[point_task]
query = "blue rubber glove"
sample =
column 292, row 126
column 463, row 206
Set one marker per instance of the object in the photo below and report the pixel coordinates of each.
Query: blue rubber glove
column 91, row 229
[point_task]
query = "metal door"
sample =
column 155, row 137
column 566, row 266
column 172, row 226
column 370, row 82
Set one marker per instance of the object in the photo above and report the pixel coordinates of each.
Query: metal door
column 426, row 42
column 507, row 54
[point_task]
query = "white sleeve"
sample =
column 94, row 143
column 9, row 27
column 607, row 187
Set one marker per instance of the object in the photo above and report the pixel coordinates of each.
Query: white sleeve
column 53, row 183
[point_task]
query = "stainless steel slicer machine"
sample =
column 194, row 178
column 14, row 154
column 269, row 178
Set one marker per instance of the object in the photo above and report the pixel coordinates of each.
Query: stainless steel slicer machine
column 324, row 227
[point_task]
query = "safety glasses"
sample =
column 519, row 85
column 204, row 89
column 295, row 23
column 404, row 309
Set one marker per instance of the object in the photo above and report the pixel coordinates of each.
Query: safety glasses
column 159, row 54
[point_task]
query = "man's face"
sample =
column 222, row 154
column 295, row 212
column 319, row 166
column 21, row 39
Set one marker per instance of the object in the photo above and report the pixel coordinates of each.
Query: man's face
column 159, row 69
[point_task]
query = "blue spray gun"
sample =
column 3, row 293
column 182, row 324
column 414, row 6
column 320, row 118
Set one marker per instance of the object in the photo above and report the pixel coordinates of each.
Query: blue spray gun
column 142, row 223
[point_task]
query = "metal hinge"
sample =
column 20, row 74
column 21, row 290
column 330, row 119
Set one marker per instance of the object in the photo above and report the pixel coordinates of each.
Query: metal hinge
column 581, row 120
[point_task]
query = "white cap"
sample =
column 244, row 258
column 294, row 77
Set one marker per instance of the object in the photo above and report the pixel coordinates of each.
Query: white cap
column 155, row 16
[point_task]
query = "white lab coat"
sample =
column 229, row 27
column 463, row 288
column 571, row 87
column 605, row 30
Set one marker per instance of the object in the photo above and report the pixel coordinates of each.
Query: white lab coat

* **GIVEN EXERCISE**:
Retype the whole listing, matching it exactly.

* **RESPONSE FOR THIS EXERCISE**:
[point_task]
query = "blue rubber glove"
sample =
column 292, row 126
column 463, row 206
Set one marker per instance of the object in the photo below and report the pixel coordinates of each.
Query: blue rubber glove
column 91, row 229
[point_task]
query = "metal door"
sample =
column 155, row 137
column 566, row 266
column 172, row 226
column 370, row 82
Set one marker per instance of the object in the photo above and report the pixel coordinates of each.
Query: metal door
column 426, row 42
column 507, row 54
[point_task]
query = "white sleeve"
sample =
column 94, row 143
column 9, row 27
column 607, row 187
Set one marker per instance of the object in the photo above and report the pixel coordinates of each.
Query: white sleeve
column 53, row 183
[point_task]
query = "stainless steel slicer machine"
sample =
column 194, row 178
column 14, row 154
column 269, row 178
Set one marker per instance of the object in the photo above and report the pixel coordinates of each.
Query: stainless steel slicer machine
column 324, row 227
[point_task]
query = "safety glasses"
sample =
column 519, row 85
column 204, row 89
column 295, row 23
column 404, row 309
Set one marker per instance of the object in the photo above and report the pixel coordinates of each.
Query: safety glasses
column 159, row 54
[point_task]
query = "man's face"
sample =
column 222, row 154
column 295, row 212
column 319, row 166
column 21, row 39
Set one marker per instance of the object in the photo above and report the pixel coordinates of each.
Query: man's face
column 159, row 69
[point_task]
query = "blue spray gun"
sample =
column 3, row 293
column 182, row 324
column 414, row 6
column 320, row 118
Set one marker per instance of the object in the photo above and report the pixel coordinates of each.
Query: blue spray gun
column 142, row 223
[point_task]
query = "metal hinge"
sample =
column 20, row 74
column 21, row 290
column 330, row 119
Set one marker per instance of the object in the photo above and report the pixel coordinates of each.
Query: metal hinge
column 581, row 120
[point_task]
query = "white cap"
sample =
column 244, row 258
column 294, row 77
Set one marker per instance of the object in the photo above and report the pixel coordinates of each.
Query: white cap
column 155, row 16
[point_task]
query = "white lab coat"
sample =
column 229, row 27
column 463, row 288
column 571, row 87
column 605, row 30
Set one marker per instance of the object in the photo above and report the pixel coordinates of each.
Query: white lab coat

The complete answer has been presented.